(Location annotation dataset excerpts)
=======
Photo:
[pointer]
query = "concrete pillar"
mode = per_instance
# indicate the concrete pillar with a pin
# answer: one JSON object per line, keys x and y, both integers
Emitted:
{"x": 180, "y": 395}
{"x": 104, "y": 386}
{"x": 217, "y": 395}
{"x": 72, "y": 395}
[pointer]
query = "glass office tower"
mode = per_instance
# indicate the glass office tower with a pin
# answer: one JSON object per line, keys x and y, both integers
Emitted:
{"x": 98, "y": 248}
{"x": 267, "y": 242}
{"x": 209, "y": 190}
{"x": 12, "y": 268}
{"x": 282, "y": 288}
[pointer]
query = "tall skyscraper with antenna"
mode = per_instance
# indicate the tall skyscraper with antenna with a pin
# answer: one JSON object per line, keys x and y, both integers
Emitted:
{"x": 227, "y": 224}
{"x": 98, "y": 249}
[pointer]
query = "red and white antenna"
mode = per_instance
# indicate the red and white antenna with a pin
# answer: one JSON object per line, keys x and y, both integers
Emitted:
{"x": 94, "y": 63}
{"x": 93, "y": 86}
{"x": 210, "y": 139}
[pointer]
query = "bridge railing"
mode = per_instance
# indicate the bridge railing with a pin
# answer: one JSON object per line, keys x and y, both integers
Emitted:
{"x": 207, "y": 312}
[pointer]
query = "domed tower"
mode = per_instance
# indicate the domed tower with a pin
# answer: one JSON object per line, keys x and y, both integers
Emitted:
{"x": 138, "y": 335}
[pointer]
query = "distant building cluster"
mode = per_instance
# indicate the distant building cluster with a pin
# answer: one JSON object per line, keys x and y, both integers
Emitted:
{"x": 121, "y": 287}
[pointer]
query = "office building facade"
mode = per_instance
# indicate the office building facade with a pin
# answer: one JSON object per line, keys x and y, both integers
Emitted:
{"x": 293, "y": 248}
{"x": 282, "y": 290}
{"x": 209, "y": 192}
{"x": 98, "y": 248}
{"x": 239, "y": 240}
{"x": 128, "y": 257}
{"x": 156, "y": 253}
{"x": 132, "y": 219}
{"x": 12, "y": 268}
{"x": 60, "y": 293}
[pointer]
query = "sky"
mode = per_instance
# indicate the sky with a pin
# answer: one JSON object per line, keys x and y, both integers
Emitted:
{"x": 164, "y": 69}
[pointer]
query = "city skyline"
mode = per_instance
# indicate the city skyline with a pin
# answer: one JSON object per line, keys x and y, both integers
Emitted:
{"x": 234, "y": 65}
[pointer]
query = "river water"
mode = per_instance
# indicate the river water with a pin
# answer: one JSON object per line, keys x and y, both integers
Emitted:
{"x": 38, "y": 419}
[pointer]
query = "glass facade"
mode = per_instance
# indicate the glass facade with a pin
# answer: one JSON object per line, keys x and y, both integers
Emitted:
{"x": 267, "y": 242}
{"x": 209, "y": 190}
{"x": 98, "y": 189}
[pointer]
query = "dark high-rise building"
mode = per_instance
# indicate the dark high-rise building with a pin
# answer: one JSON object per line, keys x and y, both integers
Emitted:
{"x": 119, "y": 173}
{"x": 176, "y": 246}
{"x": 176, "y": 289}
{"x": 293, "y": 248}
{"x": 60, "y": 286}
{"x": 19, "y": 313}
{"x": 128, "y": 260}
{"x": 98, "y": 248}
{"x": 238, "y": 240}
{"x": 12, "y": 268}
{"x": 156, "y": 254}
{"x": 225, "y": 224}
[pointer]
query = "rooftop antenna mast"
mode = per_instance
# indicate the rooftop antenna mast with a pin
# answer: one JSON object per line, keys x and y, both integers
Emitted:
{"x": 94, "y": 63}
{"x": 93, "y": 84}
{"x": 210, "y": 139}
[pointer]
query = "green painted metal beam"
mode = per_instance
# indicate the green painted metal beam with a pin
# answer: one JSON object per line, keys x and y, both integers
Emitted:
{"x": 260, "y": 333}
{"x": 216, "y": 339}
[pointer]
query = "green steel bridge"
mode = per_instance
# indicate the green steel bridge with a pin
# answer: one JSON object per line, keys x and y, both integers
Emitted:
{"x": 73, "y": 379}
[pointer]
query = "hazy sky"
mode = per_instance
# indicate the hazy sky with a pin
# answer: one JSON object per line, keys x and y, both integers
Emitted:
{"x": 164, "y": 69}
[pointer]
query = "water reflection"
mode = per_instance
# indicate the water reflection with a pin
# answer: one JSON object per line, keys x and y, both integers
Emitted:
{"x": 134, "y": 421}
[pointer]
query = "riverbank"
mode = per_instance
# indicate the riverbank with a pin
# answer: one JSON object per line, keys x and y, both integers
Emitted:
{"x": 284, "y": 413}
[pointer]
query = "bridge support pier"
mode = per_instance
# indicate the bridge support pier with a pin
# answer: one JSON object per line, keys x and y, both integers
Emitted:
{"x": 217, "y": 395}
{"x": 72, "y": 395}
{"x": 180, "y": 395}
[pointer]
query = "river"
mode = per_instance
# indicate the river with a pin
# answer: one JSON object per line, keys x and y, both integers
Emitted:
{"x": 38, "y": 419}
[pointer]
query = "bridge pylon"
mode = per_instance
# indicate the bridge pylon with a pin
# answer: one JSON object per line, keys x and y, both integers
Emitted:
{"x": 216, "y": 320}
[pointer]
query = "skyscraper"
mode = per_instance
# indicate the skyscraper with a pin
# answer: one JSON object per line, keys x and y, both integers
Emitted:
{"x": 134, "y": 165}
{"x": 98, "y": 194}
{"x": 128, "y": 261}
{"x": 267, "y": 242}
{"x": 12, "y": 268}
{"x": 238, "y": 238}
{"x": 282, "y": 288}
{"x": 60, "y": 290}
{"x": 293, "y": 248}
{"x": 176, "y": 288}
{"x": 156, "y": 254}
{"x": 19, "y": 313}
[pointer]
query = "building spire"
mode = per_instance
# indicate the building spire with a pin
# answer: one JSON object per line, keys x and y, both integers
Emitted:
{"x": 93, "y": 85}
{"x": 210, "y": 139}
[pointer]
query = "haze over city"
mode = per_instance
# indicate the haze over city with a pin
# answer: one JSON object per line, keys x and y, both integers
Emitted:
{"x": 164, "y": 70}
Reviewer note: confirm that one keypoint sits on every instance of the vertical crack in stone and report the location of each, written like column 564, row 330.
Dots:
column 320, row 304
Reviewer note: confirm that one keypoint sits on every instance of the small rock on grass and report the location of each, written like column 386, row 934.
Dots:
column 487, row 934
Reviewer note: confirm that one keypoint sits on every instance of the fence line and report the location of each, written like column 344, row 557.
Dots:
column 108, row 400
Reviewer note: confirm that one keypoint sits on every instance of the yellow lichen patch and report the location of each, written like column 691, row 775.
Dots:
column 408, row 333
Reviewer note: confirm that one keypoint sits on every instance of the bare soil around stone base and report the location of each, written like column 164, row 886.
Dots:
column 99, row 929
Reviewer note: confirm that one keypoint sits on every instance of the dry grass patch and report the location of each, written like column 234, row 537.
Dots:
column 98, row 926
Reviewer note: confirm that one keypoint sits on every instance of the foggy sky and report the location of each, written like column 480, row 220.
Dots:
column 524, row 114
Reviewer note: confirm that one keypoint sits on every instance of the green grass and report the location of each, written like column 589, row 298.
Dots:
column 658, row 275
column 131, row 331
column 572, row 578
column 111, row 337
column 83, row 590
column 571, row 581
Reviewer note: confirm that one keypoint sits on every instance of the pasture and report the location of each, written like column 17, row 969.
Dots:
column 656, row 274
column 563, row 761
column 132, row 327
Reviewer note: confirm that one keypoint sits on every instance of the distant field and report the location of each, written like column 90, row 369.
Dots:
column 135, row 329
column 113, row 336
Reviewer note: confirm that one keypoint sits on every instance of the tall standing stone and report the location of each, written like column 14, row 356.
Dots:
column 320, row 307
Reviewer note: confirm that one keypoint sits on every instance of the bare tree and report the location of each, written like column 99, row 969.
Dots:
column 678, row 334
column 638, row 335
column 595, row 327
=======
## WRITTEN INSTRUCTION
Reproduce exactly the line that holds "691, row 775.", then every line after it, ending with the final line of the records above.

## RESPONSE
Reviewer note: confirm that one keypoint sits on every instance of the yellow lichen patch and report the location of each, written like column 691, row 775.
Dots:
column 408, row 333
Reviewer note: confirm that one keypoint sits on every instance of the bare soil around stone base and report the location of each, written like column 164, row 886.
Dots:
column 99, row 929
Reviewer note: confirm that one keypoint sits on every instance of the dry grass patch and report the location of each, written like column 234, row 537.
Dots:
column 98, row 926
Reviewer note: confirm that one keypoint sits on every instance of the foggy sky and report the location of each, written like column 480, row 220.
Dots:
column 524, row 114
Reviewer note: confirm that one keypoint sits on every instance of the green grass and report the location of each, written like column 589, row 298.
Dots:
column 658, row 275
column 131, row 331
column 572, row 578
column 111, row 337
column 83, row 590
column 571, row 581
Reviewer note: confirm that one keypoint sits on every instance of the pasture and report the location of each, written like column 17, row 969.
Dots:
column 656, row 274
column 563, row 761
column 132, row 327
Reviewer note: confirm that one keypoint sits on every instance of the distant field and report the location of each, written like column 90, row 369.
Dots:
column 135, row 329
column 113, row 336
Reviewer note: confirm that one keypoint sits on every instance of the tall standing stone and report the location of each, written like column 14, row 356.
Dots:
column 320, row 307
Reviewer note: confirm that one keypoint sits on every instance of the bare tree and report the location of each, written like column 99, row 969.
Dots:
column 678, row 334
column 638, row 335
column 595, row 327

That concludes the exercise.